■ Provided text ■
Tuesday, June 10, 2008

Healing Your Painful Memories by Rosalin SR Camacho (July, 2006)

We are all hurt as we journey through this life. Some hurts we are able to let go of, but others we hold on to, letting them taint the joy of the rest of our lives. The article here, which I read long time ago from Catholic Update, has enlightened me so much that I would want to share it with you.

" Once a teacher gave me an F on the test" a 20-year old woman recalls, " because she thought I'd cheated. Years later I saw her and deliberately snubbed her".

" I never forgave my mother," a middle-aged man says. " She was drunk all the time when we were growing up. I left home when I was eighteen and never saw her again, even though I heard that she quit drinking."

To continue carrying hurts like these, though, is to choose pain. Just as we would seek help immediately for a gunshot wound or a dog bite, we need to seek the same healing for emotional wounds. Not doing so can damage our spiritual, emotional and even physical well-being. Jesus tells us to let go of our grudges and do good to those who hate us. Psychologists give us similar advice. They tell us that we have the power to lighten the burdens we carry and that forgiving is one way of doing that. And some medical scientists say that carrying emotional hurts can precipitate heart disease, cancer, digestive problems, high blood pressure and mental breakdown.

Our spiritual lives are affected, too, when we cherish past hurts. We find it difficult to be Christ for those around us, and we block the Christ who wants to relate to us through others.

Here are seven (7) suggestions for healing those memories that keep you from living life fully.

Admit that you are hurt.
Often it's hard to admit we're hurting. " I'm okay", we stoically tell ourselves, and we tell others, "Big boys and girls don't cry". But admitting you're hurting is one of the first steps toward healing. "The more we are in touch with reality and cope with it, no matter how painful it may be, the better mental and emotional well- being we enjoy."

Know that you are loved.

The second step in healing a hurt is becoming aware of how much you are loved. In love, God offers us Jesus to be united with us. We let this awareness in; we allow new healing tissue to form around life's wounds. As we open our eyes to the many ways God's love is manifested in our lives, and in the love that other have for us, we begin to risk living in a present awareness of love instead of with past hurts.

Don't automatically blame yourself or the things you suffer.

It's okay to be angry at misfortune or with someone who has hurt you. Dennis and Matthew Linn, who have co-authored eight books on healing life's hurts said that anger at an emotional hurt is a healthy reaction as pain from a physical hurt.

Share your story of hurt.

Tell the story of your hurt to a trusted friend. Telling your story to a wounded healer and allowing yourself to be comforted by that person is another step toward letting the hurt go. It is therefore unhealthy for a person to keep his hurts all inside.

Turn to Jesus for healing.

Jesus is t he greatest healer Christians know, and the most trustworthy friend we have. Through out the gospel we see the physically, spiritually, and emotionally wounded going to Him.

Point localization listing

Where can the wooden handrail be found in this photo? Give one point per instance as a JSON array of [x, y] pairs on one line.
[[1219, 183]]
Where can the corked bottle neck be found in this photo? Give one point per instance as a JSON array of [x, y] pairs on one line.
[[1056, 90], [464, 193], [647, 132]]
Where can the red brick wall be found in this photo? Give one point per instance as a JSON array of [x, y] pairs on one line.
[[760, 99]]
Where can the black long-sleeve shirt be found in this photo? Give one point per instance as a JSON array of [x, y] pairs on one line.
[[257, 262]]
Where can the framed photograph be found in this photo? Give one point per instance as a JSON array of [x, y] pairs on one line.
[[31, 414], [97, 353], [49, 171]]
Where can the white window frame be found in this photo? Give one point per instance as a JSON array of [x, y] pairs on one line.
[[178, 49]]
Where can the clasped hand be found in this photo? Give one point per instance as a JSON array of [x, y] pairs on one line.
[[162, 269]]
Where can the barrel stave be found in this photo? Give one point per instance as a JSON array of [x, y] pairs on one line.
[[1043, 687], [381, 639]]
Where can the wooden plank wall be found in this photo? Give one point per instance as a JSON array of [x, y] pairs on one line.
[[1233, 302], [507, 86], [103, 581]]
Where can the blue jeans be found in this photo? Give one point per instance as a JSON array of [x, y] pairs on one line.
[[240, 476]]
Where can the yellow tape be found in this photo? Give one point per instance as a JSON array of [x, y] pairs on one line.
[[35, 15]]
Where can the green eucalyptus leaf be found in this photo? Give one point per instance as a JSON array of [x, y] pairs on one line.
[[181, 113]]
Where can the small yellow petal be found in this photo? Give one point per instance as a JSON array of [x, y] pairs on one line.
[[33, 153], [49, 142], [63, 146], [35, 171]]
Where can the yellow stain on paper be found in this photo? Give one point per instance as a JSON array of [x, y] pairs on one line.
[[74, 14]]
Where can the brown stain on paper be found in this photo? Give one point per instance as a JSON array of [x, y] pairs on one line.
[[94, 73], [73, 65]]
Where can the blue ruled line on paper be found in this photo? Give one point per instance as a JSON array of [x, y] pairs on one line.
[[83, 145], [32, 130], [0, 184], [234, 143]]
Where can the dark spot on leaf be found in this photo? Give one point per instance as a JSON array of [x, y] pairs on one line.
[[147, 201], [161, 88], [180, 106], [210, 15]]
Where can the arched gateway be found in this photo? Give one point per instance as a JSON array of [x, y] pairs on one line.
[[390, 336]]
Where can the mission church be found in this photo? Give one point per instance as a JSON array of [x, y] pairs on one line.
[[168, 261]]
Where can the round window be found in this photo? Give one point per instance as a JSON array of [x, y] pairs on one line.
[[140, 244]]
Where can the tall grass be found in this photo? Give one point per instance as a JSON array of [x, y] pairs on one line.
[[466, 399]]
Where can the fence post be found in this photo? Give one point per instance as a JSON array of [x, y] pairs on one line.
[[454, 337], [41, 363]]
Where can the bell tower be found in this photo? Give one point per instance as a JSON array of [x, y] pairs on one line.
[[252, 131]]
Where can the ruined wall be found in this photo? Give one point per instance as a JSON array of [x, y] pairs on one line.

■ Directions ■
Copy the passage of the text on healing painful memories from "Tell the story" to "going to Him.". Work only from the text on healing painful memories, not from the listing.

■ Response area ■
Tell the story of your hurt to a trusted friend. Telling your story to a wounded healer and allowing yourself to be comforted by that person is another step toward letting the hurt go. It is therefore unhealthy for a person to keep his hurts all inside.

Turn to Jesus for healing.

Jesus is t he greatest healer Christians know, and the most trustworthy friend we have. Through out the gospel we see the physically, spiritually, and emotionally wounded going to Him.